-- Begin Extracted material --

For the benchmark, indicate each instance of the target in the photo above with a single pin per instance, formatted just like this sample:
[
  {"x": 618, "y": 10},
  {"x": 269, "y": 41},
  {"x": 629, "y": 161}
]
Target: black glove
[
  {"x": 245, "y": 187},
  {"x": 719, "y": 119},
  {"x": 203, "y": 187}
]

-- End Extracted material --

=== Exercise details ===
Print every item above verbatim, preserving each character and line break.

=== In response ===
For the benchmark, indicate each instance of the target in the photo above with a single pin per instance, formatted just like this sample:
[
  {"x": 618, "y": 10},
  {"x": 269, "y": 41},
  {"x": 629, "y": 161}
]
Target: black glove
[
  {"x": 245, "y": 187},
  {"x": 719, "y": 119},
  {"x": 203, "y": 187}
]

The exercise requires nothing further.